##### AUSGEWÄHLTER TEXTAUSZUG

Hierbei wird eine Zusatzvergütung an Erfolgs- und Leistungskriterien gebunden. Nach Ablauf des Wirtschaftsjahres und der entsprechenden Auswertung erhält der Filialleiter zusätzlich zum (in der Regel tariflichen) Festgehalt eine erfolgsabhängige Vergütung (sogenannte „Tantieme“). Grundlage ist immer eine individuelle Zielvereinbarung zwischen Inhaber und Filialleiter. Ausgehend von dem in Tabelle 2 ermittelten Potenzial von 8.351€ für Zusatzzahlungen ist zu überlegen, welche Modelle sich für die erfolgsabhängige Vergütung eignen. Auf die zwei am häufigsten in der Praxis zu findenden Modelle gehen wir im Folgenden näher ein.

Tantieme in Prozent mit Bezug auf Erfolgskennzahlen

Eine Möglichkeit ist es, die Tantieme direkt auf Erfolgskennzahlen, wie z.B. den Rohertrag oder den Gewinn, zu beziehen und dafür einen (tragfähigen!) Prozentsatz zu vereinbaren.

Ausgehend von den Kennzahlen des Basisjahres in Tabelle 1 und dem in Tabelle 2 ermittelten Potenzial lassen sich die Determinanten der Tantiemenregelung ableiten (Tabelle 3): Für die Rohertragstantieme ergibt sich hieraus ein Wert von rund 2%. Denn die für das Basisjahr kalkulatorisch mit 2% ermittelte Tantieme (7.648 €) liegt in der Nähe des für das Basisjahr tragfähigen Potenzials (8.351 €). Gleiches gilt für die 11% bei der Gewinntantieme (7.568 €).

Die rein prozentualen Vergütungsmodelle beinhalten Risiken: Wird der Gewinn des Basisjahres nicht erreicht, reduziert sich – wie im Fall von Apotheke A – das tatsächlich verfügbare Potenzial für die Tantieme im Auswertungsjahr auf 3.729 €. Bezahlt würde aber bei den Modellen mit direktem prozentualen Bezug auf Erfolgskennzahlen mehr (7.579 € bzw. 6.395 €). Höhere Zahlungen führen aber, wenn sie anhand einer Geldverwendungsrechnung überprüft würden, zu einer liquiditätsmäßigen Unterdeckung. Insofern raten wir von Vergütungsmodellen dieser Art ab.

Kombinationsmodelle

Eine Alternative zu dem vorgenannten Modell mit direktem prozentualem Bezug zu Erfolgskennzahlen sind Kombinationsmodelle. Auch sie müssen tragfähig ausgestaltet sein. Das erfolgt durch die richtige Verbindung von Grundtantieme und flexiblem Anteil.

##########
##### DATENABSCHNITT

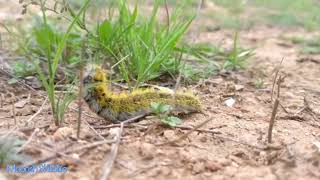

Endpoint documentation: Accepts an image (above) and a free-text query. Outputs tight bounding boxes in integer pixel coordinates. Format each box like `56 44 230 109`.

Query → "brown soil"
0 1 320 180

##########

AUFGABEN
a - Entscheide für jede Aussage, ob sie mit dem Textauszug übereinstimmt, und belege deine Antwort mit einem wörtlichen Zitat.
(i) Grundlage der Tantieme ist stets eine individuelle Zielvereinbarung zwischen Inhaber und Filialleiter.
(ii) Der Textauszug empfiehlt Vergütungsmodelle mit rein prozentualem Bezug auf Erfolgskennzahlen.
(iii) Für die Gewinntantieme wird ein Satz von 2 % angesetzt.
b - Beantworte die folgenden Fragen anhand des Textauszugs.
(i) Wie hoch ist das in Tabelle 2 ermittelte Potenzial für Zusatzzahlungen?
(ii) Auf welchen Betrag reduziert sich im Fall von Apotheke A das tatsächlich verfügbare Potenzial für die Tantieme im Auswertungsjahr?
(iii) Wodurch werden Kombinationsmodelle tragfähig ausgestaltet?

LÖSUNGEN
a -
(i) Ja – „Grundlage ist immer eine individuelle Zielvereinbarung zwischen Inhaber und Filialleiter.“
(ii) Nein – „Insofern raten wir von Vergütungsmodellen dieser Art ab.“
(iii) Nein – „Gleiches gilt für die 11% bei der Gewinntantieme (7.568 €).“

b -
(i) 8.351 €
(ii) 3.729 €
(iii) Durch die richtige Verbindung von Grundtantieme und flexiblem Anteil.